=== SUPPLIED TEXT ===

Function and Struct Polymorphism

Tagged Union

A union with an added tag to keep track of type of field currently being used. In this implementation, tag is an enum describing which member field is being tagged. We create the enum automatically through #insert directives. Type T must be a union datatype, as described by the macro is_union. A Tagged Union can be created and typechecked through a mix of Type_Info, Types, and #modify directives.

Tagged_Union :: struct(T: Type) #modify is_union(T) {
  #insert -> string {
    builder: String_Builder;
    info := type_info(T);
    append(*builder, "tag: Tag;\n");
    append(*builder, "Tag :: enum {\n");
    for member: info.members {
      print_to_builder(*builder, "  tag_%;\n", member.name);
    }
    append(*builder, "}\n");
    return builder_to_string(*builder);
  }
  using data: T;
}

Here is the macro is_union implementation. As one can infer from the macro name, the type must be a union type, and nothing else is accepted as a valid type.

is_union :: (T: Type) #expand {
  info := cast(*Type_Info_Struct) T;
  if info.type != .STRUCT then {
    `return false, sprint("Type '%' must be a union datatype", T);
  }

  if !(info.textual_flags & .UNION) {
    `return false, sprint("Type '%' must be a union datatype", T);
  }
  `return true, "";
}

We can check at runtime whether the tag is set to that particular type.

// checks at runtime whether the the tag is currently set to the
// specific enum.
isa :: inline (u: Tagged_Union($U), $T: Type) -> bool #modify contains(U,T) {
  #insert -> string {
    info_union := cast(*Type_Info_Struct)U;
    info_b := cast(*Type_Info_Struct)T;
    for member: info_union.members {
      if member.type == info_b {
        return sprint("return u.tag == .tag_%;\n", member.name);
      }
    }

    // should not get to here due to #modify directive.
    return "return false;\n";
  }
}

We can set the union value and tag using the following code:

// sets the union tag to the member tag, followed by an assignment statement.
set :: (tag_union: *Tagged_Union($U), value: $T) #modify contains(U,T) {
  #insert -> string {
    info_union := cast(*Type_Info_Struct)U;
    info_b := cast(*Type_Info_Struct)T;
    for member: info_union.members {
      if member.type == info_b {
        builder: String_Builder;
        print_to_builder(*builder, "tag_union.tag = .tag_%;\n", member.name);
        print_to_builder(*builder, "tag_union.% = value;\n", member.name);
        return builder_to_string(*builder);
      }
    }

    // should not get to here due to #modify directive.

===

== REQUESTS ==
(1) According to the tagged union text, what does the tag enum describe?
(2) Pick up the tagged union text right after its last line and keep writing.

=== SUPPLIED RECORDS ===

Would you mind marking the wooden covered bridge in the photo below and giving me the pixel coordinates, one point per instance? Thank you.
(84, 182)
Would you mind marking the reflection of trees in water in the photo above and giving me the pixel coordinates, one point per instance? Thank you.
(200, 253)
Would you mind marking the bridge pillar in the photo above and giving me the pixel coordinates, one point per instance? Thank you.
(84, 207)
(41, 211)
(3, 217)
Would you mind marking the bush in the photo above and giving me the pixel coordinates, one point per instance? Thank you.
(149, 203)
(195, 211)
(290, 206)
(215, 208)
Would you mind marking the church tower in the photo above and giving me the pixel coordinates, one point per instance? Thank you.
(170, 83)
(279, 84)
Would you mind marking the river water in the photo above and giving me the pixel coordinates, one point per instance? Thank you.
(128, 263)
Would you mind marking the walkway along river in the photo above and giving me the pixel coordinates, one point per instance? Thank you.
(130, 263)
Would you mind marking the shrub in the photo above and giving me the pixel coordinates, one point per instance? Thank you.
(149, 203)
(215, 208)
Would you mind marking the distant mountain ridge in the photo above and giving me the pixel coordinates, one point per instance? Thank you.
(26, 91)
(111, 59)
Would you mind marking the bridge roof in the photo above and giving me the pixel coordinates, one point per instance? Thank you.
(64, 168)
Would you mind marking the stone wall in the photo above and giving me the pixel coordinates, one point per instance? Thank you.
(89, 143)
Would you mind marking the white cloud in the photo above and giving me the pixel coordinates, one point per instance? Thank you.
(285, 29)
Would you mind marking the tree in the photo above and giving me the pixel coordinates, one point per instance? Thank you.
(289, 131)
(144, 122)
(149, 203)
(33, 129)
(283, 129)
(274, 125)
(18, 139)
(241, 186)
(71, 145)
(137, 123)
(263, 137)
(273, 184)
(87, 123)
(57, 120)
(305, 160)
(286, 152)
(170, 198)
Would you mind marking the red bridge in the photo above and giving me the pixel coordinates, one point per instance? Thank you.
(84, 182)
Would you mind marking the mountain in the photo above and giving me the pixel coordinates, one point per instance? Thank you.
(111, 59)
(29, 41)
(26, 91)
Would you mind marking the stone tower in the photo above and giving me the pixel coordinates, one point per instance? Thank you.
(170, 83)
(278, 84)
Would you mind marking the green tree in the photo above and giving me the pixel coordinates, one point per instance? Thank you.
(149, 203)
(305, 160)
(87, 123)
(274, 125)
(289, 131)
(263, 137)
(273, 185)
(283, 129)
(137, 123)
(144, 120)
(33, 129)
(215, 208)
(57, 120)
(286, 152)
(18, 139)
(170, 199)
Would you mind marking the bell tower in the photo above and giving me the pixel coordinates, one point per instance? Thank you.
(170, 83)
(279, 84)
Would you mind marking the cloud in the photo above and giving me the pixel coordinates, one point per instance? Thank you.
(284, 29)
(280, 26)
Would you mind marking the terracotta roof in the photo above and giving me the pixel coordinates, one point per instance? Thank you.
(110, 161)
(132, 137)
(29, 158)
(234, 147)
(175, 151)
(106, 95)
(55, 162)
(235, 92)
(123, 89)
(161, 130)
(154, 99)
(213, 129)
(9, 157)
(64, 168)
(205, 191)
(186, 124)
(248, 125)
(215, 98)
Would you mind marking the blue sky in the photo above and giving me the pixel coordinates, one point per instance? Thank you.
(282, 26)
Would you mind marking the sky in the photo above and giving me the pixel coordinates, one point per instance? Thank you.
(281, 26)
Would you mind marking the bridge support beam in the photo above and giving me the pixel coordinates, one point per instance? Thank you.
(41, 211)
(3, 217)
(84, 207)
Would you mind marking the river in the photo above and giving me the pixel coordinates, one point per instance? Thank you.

===

== ANSWERS BELOW ==
(1) It describes which member field is being tagged.

(2)
    return "#assert(false);\n";
  }
}

The macro contains adds the appropriate typechecking to set and isa functions.

contains :: (U: Type, T: Type) #expand {
  info_union := cast(*Type_Info_Struct)U;
  info_b := cast(*Type_Info_Struct)T;
  for member: info_union.members {
    if member.type == info_b {
      `return true, "";
    }
  }
  `return false, sprint("Type '%' is not support in the union", T);
}

As a user, one can utilize the Tagged_Union as follows:

Vec3 :: struct {
  x: float;
  y: float;
  z: float;
}

tag_union: Tagged_Union(union{
  integer: int; 
  float_number: float;
  vec3: Vec3;
});

set(*tag_union, Vec3.{1,2,3});
if isa(tag_union, Vec3) {
  print("% %\n", tag_union.tag, tag_union.vec3);
}

set(*tag_union, 1.0);
if isa(tag_union, float) {
  print("% %\n", tag_union.tag, tag_union.float_number);
}

set(*tag_union, 1);
if isa(tag_union, int) {
  print("% %\n", tag_union.tag, tag_union.integer);
}

Optional

Building off of the Tagged_Union example, we can define an Optional type as a tagged union.

Optional :: struct (T: Type) {
  using tagged_union: Tagged_Union(union {
    some: T;
    none: void;
  });
}

Some :: (value: $T) -> Optional(T) #expand {
  optional: Optional(T);
  set(*optional.tagged_union, value);
  return optional;
}

None :: ($T: Type) -> Optional(T) #expand {
  optional: Optional(T);
  none: void;
  set(*optional.tagged_union, none);
  return optional;
}

A user can interface with a tagged union as follows:

optional := Some(3);
print("%\n", optional);

optional = None(int);
print("%\n", optional);

Unwrapping an Optional type can be achieved through using macros.

Trait

Code to implement a simple trait in Jai. This kind of trait is limited and only works during compile time. Dynamic virtual function type traits are not supported.

Trait :: struct(T: Type, func: #type (*T)) {

}

Object :: struct {
  x: float;
  y: float;
  z: float;
  using #as trait: Trait(Object, function);
}

function :: (object: *Object) {
  print("object.x = %\n", object.x);
  print("object.y = %\n", object.y);
  print("object.z = %\n", object.z);
}

do_something :: (thing: *Trait) {
  func :: thing.func;
  func(thing);
}

A user can call do_something on the object, and the trait gives a good compile-time type checking to the trait.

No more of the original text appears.